*AIM*: Copy word for word the part of the items that opens with the line containing "Could you please point to the yellow support" and closes with the line containing "column 1219, row 78", including both of those lines.
───── DATASET ROWS ─────
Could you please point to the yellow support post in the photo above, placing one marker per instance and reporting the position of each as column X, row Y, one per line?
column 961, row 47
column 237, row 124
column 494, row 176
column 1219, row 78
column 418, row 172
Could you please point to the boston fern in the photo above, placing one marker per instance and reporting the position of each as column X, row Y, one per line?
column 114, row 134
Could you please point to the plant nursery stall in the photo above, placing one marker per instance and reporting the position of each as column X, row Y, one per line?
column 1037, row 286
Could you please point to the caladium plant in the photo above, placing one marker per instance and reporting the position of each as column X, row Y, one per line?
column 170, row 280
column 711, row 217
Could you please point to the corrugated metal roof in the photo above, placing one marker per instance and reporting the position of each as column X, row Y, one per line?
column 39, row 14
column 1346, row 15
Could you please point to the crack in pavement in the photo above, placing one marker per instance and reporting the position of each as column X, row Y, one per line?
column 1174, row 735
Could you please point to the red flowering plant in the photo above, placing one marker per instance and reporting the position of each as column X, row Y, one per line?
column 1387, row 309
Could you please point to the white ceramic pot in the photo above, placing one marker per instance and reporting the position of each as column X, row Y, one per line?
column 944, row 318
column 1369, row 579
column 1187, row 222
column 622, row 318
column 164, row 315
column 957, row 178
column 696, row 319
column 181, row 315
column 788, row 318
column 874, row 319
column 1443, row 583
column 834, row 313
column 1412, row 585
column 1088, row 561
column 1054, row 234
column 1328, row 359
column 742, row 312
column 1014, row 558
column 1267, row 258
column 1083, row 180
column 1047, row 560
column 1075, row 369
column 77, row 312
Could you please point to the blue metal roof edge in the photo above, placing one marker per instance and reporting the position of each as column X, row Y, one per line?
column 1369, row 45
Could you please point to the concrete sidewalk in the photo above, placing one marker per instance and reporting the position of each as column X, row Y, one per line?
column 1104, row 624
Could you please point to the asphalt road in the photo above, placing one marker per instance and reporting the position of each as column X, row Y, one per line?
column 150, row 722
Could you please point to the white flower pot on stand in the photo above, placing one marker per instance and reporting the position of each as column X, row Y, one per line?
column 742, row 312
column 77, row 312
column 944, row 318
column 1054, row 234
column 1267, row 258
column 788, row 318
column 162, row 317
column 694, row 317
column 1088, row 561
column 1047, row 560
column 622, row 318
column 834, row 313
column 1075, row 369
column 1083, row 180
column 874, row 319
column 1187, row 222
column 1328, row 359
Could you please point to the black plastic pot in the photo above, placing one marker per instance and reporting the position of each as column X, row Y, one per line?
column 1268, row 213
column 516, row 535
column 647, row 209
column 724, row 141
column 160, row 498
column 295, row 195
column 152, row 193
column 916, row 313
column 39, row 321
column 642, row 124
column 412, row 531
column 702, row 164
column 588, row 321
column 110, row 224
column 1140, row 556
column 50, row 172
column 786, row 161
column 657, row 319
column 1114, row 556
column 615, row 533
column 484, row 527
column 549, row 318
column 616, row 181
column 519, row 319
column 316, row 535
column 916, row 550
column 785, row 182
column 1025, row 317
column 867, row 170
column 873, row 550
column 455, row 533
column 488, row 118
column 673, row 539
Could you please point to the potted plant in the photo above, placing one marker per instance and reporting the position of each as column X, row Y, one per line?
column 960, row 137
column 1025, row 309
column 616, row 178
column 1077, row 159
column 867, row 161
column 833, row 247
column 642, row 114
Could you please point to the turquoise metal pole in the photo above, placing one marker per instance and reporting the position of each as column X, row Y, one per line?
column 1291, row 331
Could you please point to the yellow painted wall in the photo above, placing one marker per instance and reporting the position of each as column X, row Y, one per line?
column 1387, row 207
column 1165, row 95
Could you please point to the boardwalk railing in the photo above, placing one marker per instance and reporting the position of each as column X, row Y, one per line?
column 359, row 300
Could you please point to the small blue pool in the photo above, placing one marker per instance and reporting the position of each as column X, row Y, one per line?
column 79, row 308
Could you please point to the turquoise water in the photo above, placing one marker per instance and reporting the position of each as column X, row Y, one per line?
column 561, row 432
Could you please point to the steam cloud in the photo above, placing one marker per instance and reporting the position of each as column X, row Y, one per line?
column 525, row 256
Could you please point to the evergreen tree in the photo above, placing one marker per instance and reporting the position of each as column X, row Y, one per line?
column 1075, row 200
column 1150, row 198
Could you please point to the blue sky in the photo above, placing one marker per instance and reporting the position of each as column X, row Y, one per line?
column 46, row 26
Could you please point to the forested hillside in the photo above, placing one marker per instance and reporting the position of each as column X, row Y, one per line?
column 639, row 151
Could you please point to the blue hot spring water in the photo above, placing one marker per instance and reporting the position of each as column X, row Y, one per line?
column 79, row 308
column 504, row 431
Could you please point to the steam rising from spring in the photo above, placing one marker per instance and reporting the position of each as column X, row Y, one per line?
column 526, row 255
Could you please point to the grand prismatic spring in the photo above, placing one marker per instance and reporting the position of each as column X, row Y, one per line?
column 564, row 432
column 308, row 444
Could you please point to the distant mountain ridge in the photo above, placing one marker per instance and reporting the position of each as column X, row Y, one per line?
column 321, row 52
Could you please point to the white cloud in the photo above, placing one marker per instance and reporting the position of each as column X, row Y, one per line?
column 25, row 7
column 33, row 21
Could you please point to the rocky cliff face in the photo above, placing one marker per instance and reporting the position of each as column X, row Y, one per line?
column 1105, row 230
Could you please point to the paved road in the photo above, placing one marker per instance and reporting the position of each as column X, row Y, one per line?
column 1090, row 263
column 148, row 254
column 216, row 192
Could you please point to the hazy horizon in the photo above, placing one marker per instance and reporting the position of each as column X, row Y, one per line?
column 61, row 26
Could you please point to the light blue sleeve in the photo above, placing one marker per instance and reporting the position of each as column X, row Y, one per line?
─────
───── DATASET ROWS ─────
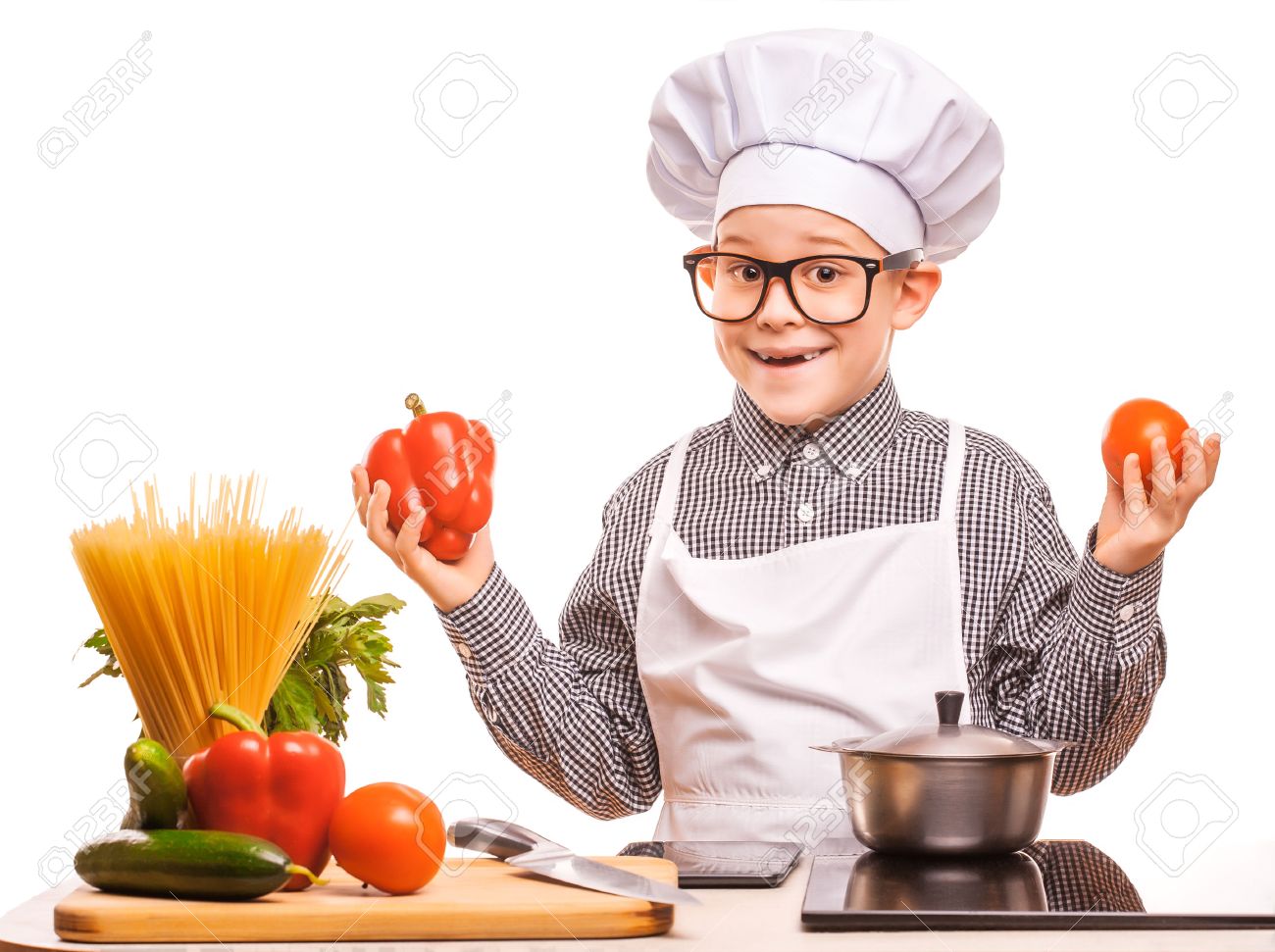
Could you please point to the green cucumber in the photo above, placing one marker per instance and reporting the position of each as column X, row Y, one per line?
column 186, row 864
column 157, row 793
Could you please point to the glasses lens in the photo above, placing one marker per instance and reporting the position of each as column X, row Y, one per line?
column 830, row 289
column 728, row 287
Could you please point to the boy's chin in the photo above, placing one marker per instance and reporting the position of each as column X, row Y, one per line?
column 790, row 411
─────
*RIGHT ANSWER*:
Could you please point to the yellow support post in the photo above, placing one marker per instance and reporting the position of each as column X, row Y, one per line?
column 961, row 47
column 237, row 124
column 494, row 176
column 1219, row 78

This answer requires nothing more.